— PROBLEMS TO SOLVE —
1: In the passage on Ohio unemployment compensation, what deadline applies at each step of the appeal process?
2: The passage on Ohio unemployment compensation says you may have other claims for post-termination remedies. List every such claim it names.
3: Reproduce word for word the stretch of the passage on Ohio unemployment compensation from "Any party who" through "on your appeal.".

You will receive unemployment compensation benefits unless any of the following applies to you:
You were laid off for misconduct just cause in connection with work
You voluntarily quit your job without just cause in connection with your work
You refused without good cause to accept an offer of suitable work when made by an employer or refused or failed to investigate a referral to suitable work when directed to do so by any state’s employment office unless your refusal was within your rights under a union contract or you were attending a qualifying vocational training course at the time the referral was made to you or the Director of the Ohio Department of Job and Family Services otherwise excused you from this requirement;
Your unemployment resulted from a labor dispute (unless the dispute resulted in an employer lock-out), involves a location other than the one at which the dispute exists, or your employer is not involved in the dispute that forced the employer’s business to cease operations;
Your unemployment resulted from your having been sent to jail; or
You became unemployed due to your having committed “substantive theft,” fraud, or deceitful acts in connection with any base period work
If your circumstances do not fall into one of the six categories listed above, you are “not disqualified” from getting unemployment compensation benefits.
Prospective clients will call my office and want to sue their former employers for wrongful discharge or wrongful termination based on the letter they receive from state officials confirming the approval of their application for benefits because they were not “discharged for just cause” in connection with their work. Prospective clients routinely misinterpret this phrase to mean that a state agency has found that they were terminated “without just cause” and a claim for wrongful discharge or wrongful termination should be an easy one to bring and win.
If you receive a letter approving your claim for unemployment compensation benefits, please recognize that the language used by the agency in writing the letter is lifted directly from the statute that establishes the grounds for disqualification respecting your eligibility to receive unemployment compensation benefits. If the agency finds that you are “not disqualified,” this simply means that you are eligible to receive benefits. So, finding that you were not “discharged for just cause” does not mean that the State of Ohio has found that you were wrongfully discharged or terminated at those concepts apply more generally under Ohio law.
Any party who disagrees with the administrative decision allowing or disallowing a claim for unemployment benefits has the right to take a series of appeals from that decision. An employee rights lawyer can help you with the evidentiary hearing that will be conducted on your appeal.
If you are faced with the prospects of an appeal, you should consider contacting us today to see if we can handle your case for you or at least can help you through the process of representing yourself and knowing what evidence you will need to present and what arguments you will need to make to improve your chances of success.
Attorney Worhatch is a former Hearing Officer with the Ohio Unemployment Compensation Review Commission and has presided over hundreds of appeals in that capacity. Whether you will be representing yourself at the hearing in an appeal of your case or would prefer instead to have the help of a qualified unemployment compensation lawyer, please call our office before it is too late. The law imposes a strict 21-day deadline at each step in the appeal process and a party’s failure to invoke his or her rights at any step of the appeal process renders the balance of the entire process unavailable.
Besides, you may very well have a claim for wrongful discharge or wrongful termination, employment discrimination, harassment, “whistleblowing,” retaliation, unpaid wages, or a grievance that could be filed under your union contract. Contact us today to schedule an appointment at a time convenient to your schedule if you think you may have any of these claims for post-termination remedies.
My Employer Gave Me the Option of Resigning or Being Fired. Should I Resign? Can I Still Sue My Employer After I Resign?

— EXCERPTED RECORDS —

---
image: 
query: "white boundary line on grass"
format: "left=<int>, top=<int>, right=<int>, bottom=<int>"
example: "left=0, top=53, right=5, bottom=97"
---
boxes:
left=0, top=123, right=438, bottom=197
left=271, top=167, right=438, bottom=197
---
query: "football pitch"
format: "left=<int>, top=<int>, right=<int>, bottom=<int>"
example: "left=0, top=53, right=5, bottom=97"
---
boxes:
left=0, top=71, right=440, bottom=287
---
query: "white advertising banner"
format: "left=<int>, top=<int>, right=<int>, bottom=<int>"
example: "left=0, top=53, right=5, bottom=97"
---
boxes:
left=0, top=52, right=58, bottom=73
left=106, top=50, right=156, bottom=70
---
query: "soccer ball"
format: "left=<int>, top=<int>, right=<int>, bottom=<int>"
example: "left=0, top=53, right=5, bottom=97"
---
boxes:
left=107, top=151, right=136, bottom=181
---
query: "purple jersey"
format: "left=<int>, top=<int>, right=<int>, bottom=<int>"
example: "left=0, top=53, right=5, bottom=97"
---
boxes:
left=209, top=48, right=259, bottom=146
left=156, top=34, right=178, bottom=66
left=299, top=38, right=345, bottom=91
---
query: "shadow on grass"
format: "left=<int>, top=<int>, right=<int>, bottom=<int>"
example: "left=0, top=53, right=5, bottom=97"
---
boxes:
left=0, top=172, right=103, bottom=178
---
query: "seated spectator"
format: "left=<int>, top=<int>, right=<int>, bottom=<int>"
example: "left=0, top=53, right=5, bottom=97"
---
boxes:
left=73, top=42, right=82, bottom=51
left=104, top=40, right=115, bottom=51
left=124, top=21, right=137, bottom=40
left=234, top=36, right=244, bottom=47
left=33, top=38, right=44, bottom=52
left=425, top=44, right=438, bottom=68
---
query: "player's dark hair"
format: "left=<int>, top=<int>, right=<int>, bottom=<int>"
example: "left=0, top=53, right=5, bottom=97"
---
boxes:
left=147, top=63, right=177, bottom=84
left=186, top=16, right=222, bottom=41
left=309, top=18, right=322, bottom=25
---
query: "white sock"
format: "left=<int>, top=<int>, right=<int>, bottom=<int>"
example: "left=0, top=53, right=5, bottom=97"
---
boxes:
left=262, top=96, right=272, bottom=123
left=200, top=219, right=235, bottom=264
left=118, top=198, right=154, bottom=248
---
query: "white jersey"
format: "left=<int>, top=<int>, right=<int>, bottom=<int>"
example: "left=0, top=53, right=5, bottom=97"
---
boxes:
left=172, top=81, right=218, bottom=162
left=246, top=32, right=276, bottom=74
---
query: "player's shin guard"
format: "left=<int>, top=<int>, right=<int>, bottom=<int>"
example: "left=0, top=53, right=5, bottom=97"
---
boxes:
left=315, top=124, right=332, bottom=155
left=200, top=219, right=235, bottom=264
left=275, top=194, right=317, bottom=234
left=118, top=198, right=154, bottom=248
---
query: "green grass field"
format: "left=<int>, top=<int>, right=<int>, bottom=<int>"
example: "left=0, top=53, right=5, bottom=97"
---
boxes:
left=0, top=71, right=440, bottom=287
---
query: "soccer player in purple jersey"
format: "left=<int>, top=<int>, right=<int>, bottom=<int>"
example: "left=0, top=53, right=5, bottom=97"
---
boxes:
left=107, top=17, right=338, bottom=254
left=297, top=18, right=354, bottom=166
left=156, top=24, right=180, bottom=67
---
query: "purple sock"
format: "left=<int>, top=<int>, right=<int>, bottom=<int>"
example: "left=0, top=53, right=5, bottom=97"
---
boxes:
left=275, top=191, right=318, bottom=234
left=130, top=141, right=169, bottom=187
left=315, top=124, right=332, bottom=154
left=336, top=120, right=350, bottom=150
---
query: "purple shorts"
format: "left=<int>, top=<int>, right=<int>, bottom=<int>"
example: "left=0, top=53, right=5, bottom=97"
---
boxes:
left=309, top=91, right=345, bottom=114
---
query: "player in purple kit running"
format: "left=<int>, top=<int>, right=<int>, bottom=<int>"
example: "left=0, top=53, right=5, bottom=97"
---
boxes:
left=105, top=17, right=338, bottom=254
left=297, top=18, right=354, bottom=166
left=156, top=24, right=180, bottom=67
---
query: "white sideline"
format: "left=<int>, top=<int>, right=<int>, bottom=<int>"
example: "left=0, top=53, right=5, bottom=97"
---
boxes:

— EXPECTED ANSWERS —
1: A strict 21-day deadline.

2:
- Wrongful discharge or wrongful termination
- Employment discrimination
- Harassment
- "Whistleblowing"
- Retaliation
- Unpaid wages
- A grievance that could be filed under your union contract

3:
Any party who disagrees with the administrative decision allowing or disallowing a claim for unemployment benefits has the right to take a series of appeals from that decision. An employee rights lawyer can help you with the evidentiary hearing that will be conducted on your appeal.